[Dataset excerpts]
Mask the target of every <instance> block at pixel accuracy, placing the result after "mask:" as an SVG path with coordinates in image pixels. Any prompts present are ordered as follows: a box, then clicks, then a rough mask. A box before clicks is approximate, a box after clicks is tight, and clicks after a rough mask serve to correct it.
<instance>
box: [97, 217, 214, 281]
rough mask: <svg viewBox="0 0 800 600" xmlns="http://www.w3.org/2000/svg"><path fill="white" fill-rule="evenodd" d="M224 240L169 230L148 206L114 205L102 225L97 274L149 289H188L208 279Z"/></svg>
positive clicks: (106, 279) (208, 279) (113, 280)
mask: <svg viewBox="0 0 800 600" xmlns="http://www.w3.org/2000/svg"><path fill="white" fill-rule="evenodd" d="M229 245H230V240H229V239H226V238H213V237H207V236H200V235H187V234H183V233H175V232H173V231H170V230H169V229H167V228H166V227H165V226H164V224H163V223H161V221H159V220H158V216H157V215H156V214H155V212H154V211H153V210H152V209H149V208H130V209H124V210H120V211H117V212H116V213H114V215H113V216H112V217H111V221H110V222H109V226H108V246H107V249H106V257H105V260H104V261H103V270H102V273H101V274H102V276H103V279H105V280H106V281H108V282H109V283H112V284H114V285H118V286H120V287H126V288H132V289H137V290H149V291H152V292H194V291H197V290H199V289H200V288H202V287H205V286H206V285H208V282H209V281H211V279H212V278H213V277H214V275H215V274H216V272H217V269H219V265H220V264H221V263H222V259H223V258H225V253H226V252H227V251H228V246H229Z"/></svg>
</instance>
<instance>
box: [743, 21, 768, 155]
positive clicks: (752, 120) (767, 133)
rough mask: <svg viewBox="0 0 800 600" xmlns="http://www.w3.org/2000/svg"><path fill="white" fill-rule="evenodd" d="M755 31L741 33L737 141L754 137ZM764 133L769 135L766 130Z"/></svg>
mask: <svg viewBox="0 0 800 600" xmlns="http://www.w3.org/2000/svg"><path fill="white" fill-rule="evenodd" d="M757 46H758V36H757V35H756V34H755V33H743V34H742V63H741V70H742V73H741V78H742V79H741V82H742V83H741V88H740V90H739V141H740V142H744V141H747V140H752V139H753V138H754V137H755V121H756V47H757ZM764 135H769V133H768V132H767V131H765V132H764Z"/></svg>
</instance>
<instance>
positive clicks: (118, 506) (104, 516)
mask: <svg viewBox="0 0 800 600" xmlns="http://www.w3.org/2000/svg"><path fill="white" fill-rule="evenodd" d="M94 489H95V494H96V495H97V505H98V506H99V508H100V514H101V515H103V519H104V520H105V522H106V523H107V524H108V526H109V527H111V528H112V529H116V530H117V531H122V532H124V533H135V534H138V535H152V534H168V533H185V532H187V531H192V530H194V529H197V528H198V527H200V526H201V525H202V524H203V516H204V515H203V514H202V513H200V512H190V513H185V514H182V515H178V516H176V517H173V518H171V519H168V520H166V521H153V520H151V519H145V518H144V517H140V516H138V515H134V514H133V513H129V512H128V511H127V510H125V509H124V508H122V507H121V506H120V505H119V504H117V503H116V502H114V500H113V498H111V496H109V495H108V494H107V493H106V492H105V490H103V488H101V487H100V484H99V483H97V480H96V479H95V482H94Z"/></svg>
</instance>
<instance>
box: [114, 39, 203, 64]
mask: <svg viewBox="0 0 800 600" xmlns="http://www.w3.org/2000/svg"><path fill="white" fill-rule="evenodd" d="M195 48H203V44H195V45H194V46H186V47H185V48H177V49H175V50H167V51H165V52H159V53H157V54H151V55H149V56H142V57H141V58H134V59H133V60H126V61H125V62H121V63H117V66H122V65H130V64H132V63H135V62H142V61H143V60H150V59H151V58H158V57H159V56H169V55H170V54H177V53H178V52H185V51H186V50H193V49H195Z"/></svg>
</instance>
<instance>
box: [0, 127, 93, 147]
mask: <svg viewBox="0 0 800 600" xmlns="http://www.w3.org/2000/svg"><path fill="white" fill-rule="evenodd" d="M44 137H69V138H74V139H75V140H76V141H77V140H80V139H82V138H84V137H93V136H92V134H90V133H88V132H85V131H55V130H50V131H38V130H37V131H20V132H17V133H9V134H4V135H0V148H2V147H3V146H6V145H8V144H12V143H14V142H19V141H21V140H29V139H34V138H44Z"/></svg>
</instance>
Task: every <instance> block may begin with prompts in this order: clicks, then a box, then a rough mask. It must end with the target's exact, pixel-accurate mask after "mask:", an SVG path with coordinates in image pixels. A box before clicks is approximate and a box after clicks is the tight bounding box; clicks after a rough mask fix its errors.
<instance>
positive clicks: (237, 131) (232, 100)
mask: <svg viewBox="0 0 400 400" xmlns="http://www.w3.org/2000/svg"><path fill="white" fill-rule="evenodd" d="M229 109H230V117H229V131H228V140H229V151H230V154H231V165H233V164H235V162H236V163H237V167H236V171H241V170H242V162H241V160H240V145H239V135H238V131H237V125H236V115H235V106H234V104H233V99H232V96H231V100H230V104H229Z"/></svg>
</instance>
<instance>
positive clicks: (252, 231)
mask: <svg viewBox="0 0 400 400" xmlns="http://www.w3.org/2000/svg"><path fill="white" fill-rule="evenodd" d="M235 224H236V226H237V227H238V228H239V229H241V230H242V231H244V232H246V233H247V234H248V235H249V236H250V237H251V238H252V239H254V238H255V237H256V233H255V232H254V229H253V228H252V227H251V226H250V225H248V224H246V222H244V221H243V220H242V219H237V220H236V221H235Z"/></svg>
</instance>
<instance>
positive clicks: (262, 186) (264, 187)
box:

-- What is required --
Rewrite the lines above, swapping every occurrence of "rough mask" for "coarse mask" and leaving everything else as it is.

-- Task response --
Mask the target of every <instance> block at pixel accuracy, placing the result after "mask:" as an SVG path with coordinates in image pixels. Any prompts present are ordered as follows: a box, then clicks, then a coarse mask. A box before clicks is approximate, a box after clicks is tight, and clicks after a coarse mask serve to correct it.
<instance>
box: [97, 217, 214, 281]
coarse mask: <svg viewBox="0 0 800 600" xmlns="http://www.w3.org/2000/svg"><path fill="white" fill-rule="evenodd" d="M224 240L169 230L148 206L114 205L102 225L97 274L149 289H188L208 279Z"/></svg>
positive clicks: (106, 279) (208, 279) (113, 280)
mask: <svg viewBox="0 0 800 600" xmlns="http://www.w3.org/2000/svg"><path fill="white" fill-rule="evenodd" d="M229 245H230V240H229V239H226V238H213V237H207V236H200V235H187V234H183V233H175V232H173V231H170V230H169V229H167V228H166V227H165V226H164V224H163V223H161V221H159V220H158V216H157V215H156V214H155V212H154V211H153V210H152V209H149V208H130V209H124V210H120V211H117V212H116V213H114V215H113V216H112V217H111V221H110V222H109V226H108V246H107V249H106V257H105V260H104V261H103V270H102V273H101V274H102V276H103V279H105V280H106V281H108V282H109V283H112V284H114V285H118V286H120V287H126V288H132V289H137V290H149V291H152V292H194V291H197V290H199V289H200V288H202V287H205V286H206V285H208V282H209V281H211V279H212V278H213V277H214V275H215V274H216V272H217V269H219V265H220V264H221V263H222V259H223V258H225V253H226V252H227V251H228V246H229Z"/></svg>
</instance>
<instance>
box: [743, 21, 768, 155]
positive clicks: (752, 120) (767, 133)
coarse mask: <svg viewBox="0 0 800 600" xmlns="http://www.w3.org/2000/svg"><path fill="white" fill-rule="evenodd" d="M755 31L741 33L737 141L754 137ZM764 133L769 135L766 130Z"/></svg>
mask: <svg viewBox="0 0 800 600" xmlns="http://www.w3.org/2000/svg"><path fill="white" fill-rule="evenodd" d="M757 46H758V36H757V35H756V34H755V33H743V34H742V63H741V70H742V73H741V78H742V79H741V82H742V83H741V88H740V90H739V141H740V142H744V141H747V140H752V139H753V138H754V137H755V121H756V47H757ZM764 135H769V133H768V132H767V131H765V132H764Z"/></svg>
</instance>
<instance>
positive clicks: (118, 506) (104, 516)
mask: <svg viewBox="0 0 800 600" xmlns="http://www.w3.org/2000/svg"><path fill="white" fill-rule="evenodd" d="M94 489H95V494H96V495H97V505H98V506H99V508H100V514H101V515H103V519H104V520H105V522H106V523H107V524H108V526H109V527H111V528H112V529H116V530H117V531H122V532H124V533H135V534H138V535H152V534H168V533H185V532H187V531H192V530H194V529H197V528H198V527H200V526H201V525H202V524H203V516H204V515H203V514H202V513H200V512H190V513H185V514H182V515H178V516H176V517H173V518H171V519H168V520H166V521H153V520H151V519H145V518H144V517H140V516H138V515H134V514H133V513H129V512H128V511H127V510H125V509H124V508H122V507H121V506H120V505H119V504H117V503H116V502H114V500H113V498H111V496H109V495H108V494H107V493H106V492H105V490H103V488H101V487H100V484H99V483H97V480H96V479H95V482H94Z"/></svg>
</instance>
<instance>
box: [114, 39, 203, 64]
mask: <svg viewBox="0 0 800 600" xmlns="http://www.w3.org/2000/svg"><path fill="white" fill-rule="evenodd" d="M195 48H203V44H195V45H194V46H186V47H185V48H177V49H175V50H167V51H165V52H159V53H157V54H151V55H149V56H142V57H141V58H134V59H133V60H126V61H125V62H121V63H117V66H122V65H130V64H132V63H135V62H142V61H143V60H150V59H151V58H158V57H159V56H169V55H170V54H177V53H178V52H185V51H186V50H193V49H195Z"/></svg>
</instance>
<instance>
box: [0, 127, 93, 147]
mask: <svg viewBox="0 0 800 600" xmlns="http://www.w3.org/2000/svg"><path fill="white" fill-rule="evenodd" d="M44 137H69V138H74V139H75V140H76V141H77V140H80V139H82V138H84V137H93V136H92V134H90V133H88V132H85V131H55V130H50V131H38V130H37V131H20V132H17V133H9V134H4V135H0V148H2V147H3V146H6V145H8V144H12V143H14V142H19V141H21V140H29V139H34V138H44Z"/></svg>
</instance>
Task: every <instance> block may begin with prompts in this order: clicks, then a box, then a coarse mask. It must end with the target's exact, pixel-accurate mask after "mask:", an SVG path with coordinates in image pixels. A box before clicks is approximate and a box after clicks is the tight bounding box; clicks after a coarse mask fix its errors.
<instance>
positive clicks: (237, 131) (232, 100)
mask: <svg viewBox="0 0 400 400" xmlns="http://www.w3.org/2000/svg"><path fill="white" fill-rule="evenodd" d="M229 109H230V117H229V131H228V140H229V151H230V154H231V165H233V164H235V162H236V163H237V167H236V171H241V170H242V162H241V160H240V145H239V135H238V131H237V125H236V115H235V106H234V104H233V99H232V96H231V100H230V104H229Z"/></svg>
</instance>
<instance>
positive clicks: (252, 231)
mask: <svg viewBox="0 0 400 400" xmlns="http://www.w3.org/2000/svg"><path fill="white" fill-rule="evenodd" d="M235 224H236V226H237V227H238V228H239V229H241V230H242V231H244V232H246V233H247V234H248V235H249V236H250V237H251V238H252V239H254V238H255V237H256V233H255V232H254V229H253V228H252V227H251V226H250V225H248V224H246V222H244V221H243V220H242V219H237V220H236V221H235Z"/></svg>
</instance>
<instance>
positive clicks: (262, 186) (264, 187)
box:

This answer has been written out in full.